**Your task**
Rewrite the part that opens with the line containing "for the crosswalk." and closes with the line containing "8 367 702 447", putting "pedestrian crossing" in place of "crosswalk" and keeping everything else the same.

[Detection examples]
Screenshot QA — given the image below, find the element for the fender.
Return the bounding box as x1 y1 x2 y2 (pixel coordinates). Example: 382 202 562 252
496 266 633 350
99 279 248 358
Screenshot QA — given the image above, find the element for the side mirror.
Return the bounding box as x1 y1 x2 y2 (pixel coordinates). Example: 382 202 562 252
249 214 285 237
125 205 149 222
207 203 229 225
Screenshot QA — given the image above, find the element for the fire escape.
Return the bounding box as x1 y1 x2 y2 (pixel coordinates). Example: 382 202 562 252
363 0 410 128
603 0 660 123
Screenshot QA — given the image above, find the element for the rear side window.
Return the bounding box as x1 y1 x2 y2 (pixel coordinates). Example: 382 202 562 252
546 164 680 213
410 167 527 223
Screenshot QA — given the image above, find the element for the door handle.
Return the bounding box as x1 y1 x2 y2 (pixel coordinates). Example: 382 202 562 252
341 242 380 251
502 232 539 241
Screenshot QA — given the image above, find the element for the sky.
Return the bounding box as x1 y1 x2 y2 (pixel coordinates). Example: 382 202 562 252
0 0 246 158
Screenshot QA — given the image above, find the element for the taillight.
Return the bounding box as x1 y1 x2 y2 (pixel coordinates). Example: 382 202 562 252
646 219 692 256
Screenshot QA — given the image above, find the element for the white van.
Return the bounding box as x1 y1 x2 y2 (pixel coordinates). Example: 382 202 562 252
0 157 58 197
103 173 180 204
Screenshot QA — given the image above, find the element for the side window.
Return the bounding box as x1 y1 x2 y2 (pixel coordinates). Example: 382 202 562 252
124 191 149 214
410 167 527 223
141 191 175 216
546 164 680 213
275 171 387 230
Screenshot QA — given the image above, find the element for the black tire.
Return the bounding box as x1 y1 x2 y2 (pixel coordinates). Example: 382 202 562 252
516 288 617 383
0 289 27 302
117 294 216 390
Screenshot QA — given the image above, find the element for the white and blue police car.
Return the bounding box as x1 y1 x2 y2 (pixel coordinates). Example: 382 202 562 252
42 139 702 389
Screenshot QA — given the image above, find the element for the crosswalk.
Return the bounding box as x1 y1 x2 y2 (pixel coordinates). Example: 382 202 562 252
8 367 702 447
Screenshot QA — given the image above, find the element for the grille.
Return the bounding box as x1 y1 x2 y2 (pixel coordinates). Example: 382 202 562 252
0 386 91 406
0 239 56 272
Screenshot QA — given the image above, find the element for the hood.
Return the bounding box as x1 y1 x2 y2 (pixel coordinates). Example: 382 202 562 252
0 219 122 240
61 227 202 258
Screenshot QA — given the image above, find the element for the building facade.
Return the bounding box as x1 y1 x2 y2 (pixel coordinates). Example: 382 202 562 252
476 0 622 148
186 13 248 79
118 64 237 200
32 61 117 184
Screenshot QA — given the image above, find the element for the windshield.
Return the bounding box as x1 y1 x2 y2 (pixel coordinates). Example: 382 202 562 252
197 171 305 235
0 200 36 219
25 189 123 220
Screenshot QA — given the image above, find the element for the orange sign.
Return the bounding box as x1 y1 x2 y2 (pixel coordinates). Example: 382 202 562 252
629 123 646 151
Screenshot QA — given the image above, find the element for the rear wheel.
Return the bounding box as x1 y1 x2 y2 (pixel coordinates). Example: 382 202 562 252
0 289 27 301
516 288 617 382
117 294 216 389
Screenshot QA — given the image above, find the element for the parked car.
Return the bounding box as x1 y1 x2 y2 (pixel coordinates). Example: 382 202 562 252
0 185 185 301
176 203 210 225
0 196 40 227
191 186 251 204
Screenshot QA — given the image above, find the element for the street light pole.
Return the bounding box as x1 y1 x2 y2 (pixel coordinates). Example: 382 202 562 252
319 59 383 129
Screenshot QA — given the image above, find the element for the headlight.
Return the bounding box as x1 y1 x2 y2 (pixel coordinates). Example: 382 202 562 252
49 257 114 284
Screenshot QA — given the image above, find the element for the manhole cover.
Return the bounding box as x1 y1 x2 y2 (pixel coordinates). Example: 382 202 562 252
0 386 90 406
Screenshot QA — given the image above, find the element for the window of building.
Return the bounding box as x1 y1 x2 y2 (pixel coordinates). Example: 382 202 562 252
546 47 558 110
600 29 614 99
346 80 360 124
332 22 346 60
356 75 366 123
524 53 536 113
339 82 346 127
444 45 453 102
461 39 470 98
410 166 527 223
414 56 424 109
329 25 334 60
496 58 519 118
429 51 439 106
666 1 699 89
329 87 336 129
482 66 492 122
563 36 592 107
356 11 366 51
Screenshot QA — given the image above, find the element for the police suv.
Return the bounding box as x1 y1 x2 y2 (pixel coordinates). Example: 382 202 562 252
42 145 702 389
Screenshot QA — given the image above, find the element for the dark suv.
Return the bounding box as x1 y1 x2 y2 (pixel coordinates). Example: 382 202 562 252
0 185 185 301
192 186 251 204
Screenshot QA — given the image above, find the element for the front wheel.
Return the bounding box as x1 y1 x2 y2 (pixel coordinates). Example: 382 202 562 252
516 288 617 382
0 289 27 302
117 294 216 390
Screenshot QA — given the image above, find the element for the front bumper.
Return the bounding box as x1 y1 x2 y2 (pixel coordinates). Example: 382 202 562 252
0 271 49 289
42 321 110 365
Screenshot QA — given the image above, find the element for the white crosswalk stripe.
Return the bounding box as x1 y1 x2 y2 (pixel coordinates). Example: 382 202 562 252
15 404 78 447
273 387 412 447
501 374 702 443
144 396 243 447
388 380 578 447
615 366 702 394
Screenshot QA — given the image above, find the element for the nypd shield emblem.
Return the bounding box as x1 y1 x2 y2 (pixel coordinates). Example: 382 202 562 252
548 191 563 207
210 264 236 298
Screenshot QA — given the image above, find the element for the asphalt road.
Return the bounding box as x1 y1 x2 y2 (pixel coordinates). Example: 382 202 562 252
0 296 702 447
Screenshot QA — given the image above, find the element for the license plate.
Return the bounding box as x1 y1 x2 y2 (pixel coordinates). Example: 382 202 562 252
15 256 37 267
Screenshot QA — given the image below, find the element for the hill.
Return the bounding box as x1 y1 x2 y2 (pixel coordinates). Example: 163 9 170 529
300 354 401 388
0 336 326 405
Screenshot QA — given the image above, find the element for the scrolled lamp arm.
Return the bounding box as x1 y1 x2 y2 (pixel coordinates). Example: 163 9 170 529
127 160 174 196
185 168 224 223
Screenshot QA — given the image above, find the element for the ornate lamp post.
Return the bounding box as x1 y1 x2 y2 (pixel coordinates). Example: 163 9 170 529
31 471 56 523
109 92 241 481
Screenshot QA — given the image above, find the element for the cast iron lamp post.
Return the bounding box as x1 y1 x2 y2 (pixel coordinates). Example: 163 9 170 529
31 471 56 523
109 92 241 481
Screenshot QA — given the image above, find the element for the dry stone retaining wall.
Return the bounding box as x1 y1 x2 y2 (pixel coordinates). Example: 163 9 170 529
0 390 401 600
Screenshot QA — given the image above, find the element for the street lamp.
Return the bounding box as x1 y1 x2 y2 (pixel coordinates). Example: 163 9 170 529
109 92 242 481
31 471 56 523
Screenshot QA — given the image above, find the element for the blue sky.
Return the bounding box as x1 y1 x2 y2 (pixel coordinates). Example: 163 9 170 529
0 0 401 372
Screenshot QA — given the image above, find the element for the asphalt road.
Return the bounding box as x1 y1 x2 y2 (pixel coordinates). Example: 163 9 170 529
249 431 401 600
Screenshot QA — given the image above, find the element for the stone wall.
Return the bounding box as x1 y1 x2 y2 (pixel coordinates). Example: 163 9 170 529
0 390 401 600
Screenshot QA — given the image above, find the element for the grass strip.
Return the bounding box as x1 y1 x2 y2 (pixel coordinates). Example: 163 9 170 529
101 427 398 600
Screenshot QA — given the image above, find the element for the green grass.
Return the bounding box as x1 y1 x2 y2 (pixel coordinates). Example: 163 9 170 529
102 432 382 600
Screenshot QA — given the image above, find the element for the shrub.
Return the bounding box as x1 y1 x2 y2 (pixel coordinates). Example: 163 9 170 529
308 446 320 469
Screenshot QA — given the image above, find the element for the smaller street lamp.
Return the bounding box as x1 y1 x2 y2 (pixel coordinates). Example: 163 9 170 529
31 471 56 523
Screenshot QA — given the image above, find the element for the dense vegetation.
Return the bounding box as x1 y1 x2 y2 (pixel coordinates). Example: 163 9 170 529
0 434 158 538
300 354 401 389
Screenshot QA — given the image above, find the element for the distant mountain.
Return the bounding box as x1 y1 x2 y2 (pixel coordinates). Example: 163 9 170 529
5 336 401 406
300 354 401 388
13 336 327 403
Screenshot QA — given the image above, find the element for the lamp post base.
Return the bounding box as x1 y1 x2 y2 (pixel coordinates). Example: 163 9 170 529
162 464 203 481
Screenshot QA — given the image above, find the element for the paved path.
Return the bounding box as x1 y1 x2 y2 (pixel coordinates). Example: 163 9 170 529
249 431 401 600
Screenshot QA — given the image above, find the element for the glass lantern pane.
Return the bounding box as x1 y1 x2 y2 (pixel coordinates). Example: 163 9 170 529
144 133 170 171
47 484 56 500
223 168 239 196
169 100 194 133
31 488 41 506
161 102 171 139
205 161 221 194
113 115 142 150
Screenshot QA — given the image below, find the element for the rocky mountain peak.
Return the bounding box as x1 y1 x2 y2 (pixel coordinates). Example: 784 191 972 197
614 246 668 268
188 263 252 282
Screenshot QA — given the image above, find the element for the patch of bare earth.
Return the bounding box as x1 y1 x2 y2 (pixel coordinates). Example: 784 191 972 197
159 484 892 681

**Task response**
Screenshot QA — given the image above, find the element for the pedestrian crossing.
Return the bounding box as x1 y1 x2 y2 (pixel coordinates). Example: 382 202 562 252
8 367 702 447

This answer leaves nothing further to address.